— Directions —
Retype the entries exactly; omit all pictures.

Stored data
+ + + + +
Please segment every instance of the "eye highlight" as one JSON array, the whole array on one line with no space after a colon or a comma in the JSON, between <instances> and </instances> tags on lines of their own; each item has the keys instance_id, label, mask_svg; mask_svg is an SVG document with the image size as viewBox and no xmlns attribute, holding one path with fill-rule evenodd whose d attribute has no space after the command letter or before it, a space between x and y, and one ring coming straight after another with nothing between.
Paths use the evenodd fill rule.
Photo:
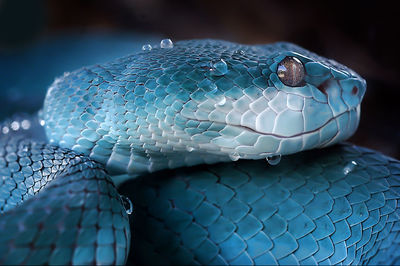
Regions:
<instances>
[{"instance_id":1,"label":"eye highlight","mask_svg":"<svg viewBox=\"0 0 400 266\"><path fill-rule=\"evenodd\" d=\"M283 84L290 87L304 85L306 75L303 63L293 56L286 56L278 65L277 74Z\"/></svg>"}]
</instances>

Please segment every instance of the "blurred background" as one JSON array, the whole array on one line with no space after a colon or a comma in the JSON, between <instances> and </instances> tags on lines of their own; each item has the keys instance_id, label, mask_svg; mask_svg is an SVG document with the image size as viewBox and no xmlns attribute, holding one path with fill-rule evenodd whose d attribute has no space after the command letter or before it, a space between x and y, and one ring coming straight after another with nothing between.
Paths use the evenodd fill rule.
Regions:
<instances>
[{"instance_id":1,"label":"blurred background","mask_svg":"<svg viewBox=\"0 0 400 266\"><path fill-rule=\"evenodd\" d=\"M64 71L164 37L284 40L367 80L360 127L350 141L399 159L398 17L383 1L0 0L0 119L38 109Z\"/></svg>"}]
</instances>

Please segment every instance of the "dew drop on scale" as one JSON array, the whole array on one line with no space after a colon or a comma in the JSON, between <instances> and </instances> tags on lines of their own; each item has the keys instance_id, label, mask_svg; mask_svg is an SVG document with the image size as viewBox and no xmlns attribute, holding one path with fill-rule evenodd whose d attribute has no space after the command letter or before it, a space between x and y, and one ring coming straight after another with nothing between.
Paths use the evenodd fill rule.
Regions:
<instances>
[{"instance_id":1,"label":"dew drop on scale","mask_svg":"<svg viewBox=\"0 0 400 266\"><path fill-rule=\"evenodd\" d=\"M220 97L219 99L217 99L217 105L218 106L222 106L222 105L224 105L226 103L226 97L225 96L222 96L222 97Z\"/></svg>"},{"instance_id":2,"label":"dew drop on scale","mask_svg":"<svg viewBox=\"0 0 400 266\"><path fill-rule=\"evenodd\" d=\"M164 40L161 40L161 42L160 42L160 47L161 47L161 48L168 48L168 49L170 49L170 48L173 48L173 47L174 47L174 43L171 41L171 39L164 39Z\"/></svg>"},{"instance_id":3,"label":"dew drop on scale","mask_svg":"<svg viewBox=\"0 0 400 266\"><path fill-rule=\"evenodd\" d=\"M354 170L354 168L357 166L356 161L351 161L350 163L346 164L346 166L343 168L343 173L345 175L348 175L351 171Z\"/></svg>"},{"instance_id":4,"label":"dew drop on scale","mask_svg":"<svg viewBox=\"0 0 400 266\"><path fill-rule=\"evenodd\" d=\"M64 73L64 75L65 75L65 73ZM69 75L69 74L68 74ZM38 112L38 114L37 114L37 117L38 117L38 120L39 120L39 125L40 126L44 126L44 125L46 125L46 121L43 119L43 117L44 117L44 114L43 114L43 109L40 109L39 110L39 112Z\"/></svg>"},{"instance_id":5,"label":"dew drop on scale","mask_svg":"<svg viewBox=\"0 0 400 266\"><path fill-rule=\"evenodd\" d=\"M28 150L29 150L28 145L24 144L24 145L22 146L22 151L23 151L23 152L28 152Z\"/></svg>"},{"instance_id":6,"label":"dew drop on scale","mask_svg":"<svg viewBox=\"0 0 400 266\"><path fill-rule=\"evenodd\" d=\"M216 62L211 63L210 71L215 76L223 76L228 73L228 65L226 64L224 59L220 59Z\"/></svg>"},{"instance_id":7,"label":"dew drop on scale","mask_svg":"<svg viewBox=\"0 0 400 266\"><path fill-rule=\"evenodd\" d=\"M231 158L232 161L237 161L240 159L240 155L237 152L233 152L229 154L229 158Z\"/></svg>"},{"instance_id":8,"label":"dew drop on scale","mask_svg":"<svg viewBox=\"0 0 400 266\"><path fill-rule=\"evenodd\" d=\"M244 51L243 50L236 50L235 52L234 52L236 55L244 55Z\"/></svg>"},{"instance_id":9,"label":"dew drop on scale","mask_svg":"<svg viewBox=\"0 0 400 266\"><path fill-rule=\"evenodd\" d=\"M150 44L145 44L142 46L143 51L150 51L151 49L153 49L153 47L151 47Z\"/></svg>"},{"instance_id":10,"label":"dew drop on scale","mask_svg":"<svg viewBox=\"0 0 400 266\"><path fill-rule=\"evenodd\" d=\"M282 156L280 154L267 156L266 160L270 165L277 165L281 161Z\"/></svg>"},{"instance_id":11,"label":"dew drop on scale","mask_svg":"<svg viewBox=\"0 0 400 266\"><path fill-rule=\"evenodd\" d=\"M193 147L190 147L190 146L187 146L187 147L186 147L186 150L187 150L188 152L192 152L192 151L194 151L194 148L193 148Z\"/></svg>"},{"instance_id":12,"label":"dew drop on scale","mask_svg":"<svg viewBox=\"0 0 400 266\"><path fill-rule=\"evenodd\" d=\"M133 212L133 204L132 201L127 197L127 196L123 196L120 195L122 204L124 206L124 209L126 211L126 214L130 215Z\"/></svg>"}]
</instances>

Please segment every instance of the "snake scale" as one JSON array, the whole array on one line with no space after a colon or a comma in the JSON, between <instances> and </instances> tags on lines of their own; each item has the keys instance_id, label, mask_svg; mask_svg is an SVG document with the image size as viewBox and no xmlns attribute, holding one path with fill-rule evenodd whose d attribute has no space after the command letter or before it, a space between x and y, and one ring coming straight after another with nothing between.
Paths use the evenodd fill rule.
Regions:
<instances>
[{"instance_id":1,"label":"snake scale","mask_svg":"<svg viewBox=\"0 0 400 266\"><path fill-rule=\"evenodd\" d=\"M0 263L400 263L400 163L334 145L364 79L290 43L151 48L0 124Z\"/></svg>"}]
</instances>

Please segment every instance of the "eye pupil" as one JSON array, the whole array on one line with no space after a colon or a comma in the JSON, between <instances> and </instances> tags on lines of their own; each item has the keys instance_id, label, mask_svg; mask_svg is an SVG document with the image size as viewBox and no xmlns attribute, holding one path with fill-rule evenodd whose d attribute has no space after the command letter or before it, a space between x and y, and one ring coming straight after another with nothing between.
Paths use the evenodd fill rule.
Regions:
+ + + + +
— Response box —
Please segment every instance of the "eye highlight" as one JSON array, the whole array on one line with no space after a colon or a comma in the JSON, between <instances> and </instances> tags on lines of their own; each item has the keys instance_id, label, mask_svg; mask_svg is an SVG document with the image size as viewBox and no xmlns attribute, holding one path with fill-rule evenodd whose d attribute has no space after the command letter or before it, a space between x and y, and one ring coming straight after another with nothing between.
Paths use the evenodd fill rule.
Photo:
Regions:
<instances>
[{"instance_id":1,"label":"eye highlight","mask_svg":"<svg viewBox=\"0 0 400 266\"><path fill-rule=\"evenodd\" d=\"M283 84L290 87L304 85L306 75L303 63L293 56L286 56L278 65L277 74Z\"/></svg>"}]
</instances>

Please segment every instance of the "blurred background" as one JSON array, the whole array on one line with no space after a colon or a comma in the JSON, between <instances> and </instances> tags on lines of their own; each item has the keys instance_id, label, mask_svg; mask_svg is an SVG document with the image size as viewBox and no xmlns attribute, holding one path with fill-rule evenodd whose d attribute has no space after the command letter or before it, a space between x and y, and one ring coming straight after another with nothing between.
Paths use the evenodd fill rule.
Regions:
<instances>
[{"instance_id":1,"label":"blurred background","mask_svg":"<svg viewBox=\"0 0 400 266\"><path fill-rule=\"evenodd\" d=\"M64 71L164 37L284 40L367 80L360 127L350 141L399 159L398 17L383 1L0 0L0 119L38 109Z\"/></svg>"}]
</instances>

Please segment every instance of the "dew drop on scale" as one JSON array, the whole array on one line with no space after a colon or a comma in the JSON, between <instances> and </instances> tags on lines of their own; each item has the keys instance_id, label, mask_svg; mask_svg is an SVG document with the image size as viewBox and no xmlns attribute, holding one path with fill-rule evenodd whose d attribute has no space after the command letter or before it, a space between x and y, and one ring coming straight after another with nothing between.
Paths use the evenodd fill rule.
Regions:
<instances>
[{"instance_id":1,"label":"dew drop on scale","mask_svg":"<svg viewBox=\"0 0 400 266\"><path fill-rule=\"evenodd\" d=\"M220 97L219 99L217 99L217 105L218 106L222 106L222 105L224 105L226 103L226 97L225 96L222 96L222 97Z\"/></svg>"},{"instance_id":2,"label":"dew drop on scale","mask_svg":"<svg viewBox=\"0 0 400 266\"><path fill-rule=\"evenodd\" d=\"M164 40L161 40L161 42L160 42L160 47L161 47L161 48L168 48L168 49L170 49L170 48L173 48L173 47L174 47L174 43L171 41L171 39L164 39Z\"/></svg>"},{"instance_id":3,"label":"dew drop on scale","mask_svg":"<svg viewBox=\"0 0 400 266\"><path fill-rule=\"evenodd\" d=\"M354 170L354 168L357 166L356 161L351 161L350 163L346 164L346 166L343 168L343 173L345 175L348 175L351 171Z\"/></svg>"},{"instance_id":4,"label":"dew drop on scale","mask_svg":"<svg viewBox=\"0 0 400 266\"><path fill-rule=\"evenodd\" d=\"M64 73L64 75L65 75L65 73ZM69 75L69 74L68 74ZM38 112L38 114L37 114L37 117L38 117L38 120L39 120L39 125L40 126L44 126L44 125L46 125L46 121L43 119L43 117L44 117L44 114L43 114L43 109L40 109L39 110L39 112Z\"/></svg>"},{"instance_id":5,"label":"dew drop on scale","mask_svg":"<svg viewBox=\"0 0 400 266\"><path fill-rule=\"evenodd\" d=\"M28 150L29 150L28 145L24 144L24 145L22 146L22 151L23 151L23 152L28 152Z\"/></svg>"},{"instance_id":6,"label":"dew drop on scale","mask_svg":"<svg viewBox=\"0 0 400 266\"><path fill-rule=\"evenodd\" d=\"M216 62L211 63L210 71L215 76L223 76L228 73L228 65L226 64L224 59L220 59Z\"/></svg>"},{"instance_id":7,"label":"dew drop on scale","mask_svg":"<svg viewBox=\"0 0 400 266\"><path fill-rule=\"evenodd\" d=\"M231 158L232 161L237 161L240 159L240 155L237 152L233 152L229 154L229 158Z\"/></svg>"},{"instance_id":8,"label":"dew drop on scale","mask_svg":"<svg viewBox=\"0 0 400 266\"><path fill-rule=\"evenodd\" d=\"M244 51L243 50L236 50L235 52L234 52L236 55L244 55Z\"/></svg>"},{"instance_id":9,"label":"dew drop on scale","mask_svg":"<svg viewBox=\"0 0 400 266\"><path fill-rule=\"evenodd\" d=\"M150 44L145 44L142 46L143 51L150 51L151 49L153 49L153 47L151 47Z\"/></svg>"},{"instance_id":10,"label":"dew drop on scale","mask_svg":"<svg viewBox=\"0 0 400 266\"><path fill-rule=\"evenodd\" d=\"M282 156L280 154L267 156L266 160L270 165L277 165L281 161Z\"/></svg>"},{"instance_id":11,"label":"dew drop on scale","mask_svg":"<svg viewBox=\"0 0 400 266\"><path fill-rule=\"evenodd\" d=\"M193 147L190 147L190 146L187 146L187 147L186 147L186 150L187 150L188 152L192 152L192 151L194 151L194 148L193 148Z\"/></svg>"},{"instance_id":12,"label":"dew drop on scale","mask_svg":"<svg viewBox=\"0 0 400 266\"><path fill-rule=\"evenodd\" d=\"M133 212L133 204L132 201L127 197L127 196L123 196L120 195L122 204L124 206L124 209L126 211L126 214L130 215Z\"/></svg>"}]
</instances>

Please segment every instance of the "snake scale" as one JSON array, the whole array on one line with no space after a colon or a comma in the JSON, between <instances> and </instances> tags on lines of their own; each item has the keys instance_id, label, mask_svg; mask_svg is an SVG document with the image size as viewBox and no xmlns attribute, holding one path with fill-rule evenodd whose d attribute has no space after the command letter or before it, a space between x and y, and one ring coming straight after another with nothing between.
Paths use the evenodd fill rule.
Regions:
<instances>
[{"instance_id":1,"label":"snake scale","mask_svg":"<svg viewBox=\"0 0 400 266\"><path fill-rule=\"evenodd\" d=\"M0 263L400 263L400 163L334 145L364 79L290 43L151 48L0 124Z\"/></svg>"}]
</instances>

Please segment every instance of the "eye pupil" as one JSON array, the whole array on one line with no space after a colon or a comma in the JSON, between <instances> and </instances> tags on lines of their own; each item has the keys instance_id, label, mask_svg; mask_svg is an SVG document with the image size as viewBox and no xmlns attribute, holding one path with fill-rule evenodd whose d attribute has no space after the command letter or before it, a space between x and y, and one ring coming straight after another with nothing between.
Paths use the evenodd fill rule.
Regions:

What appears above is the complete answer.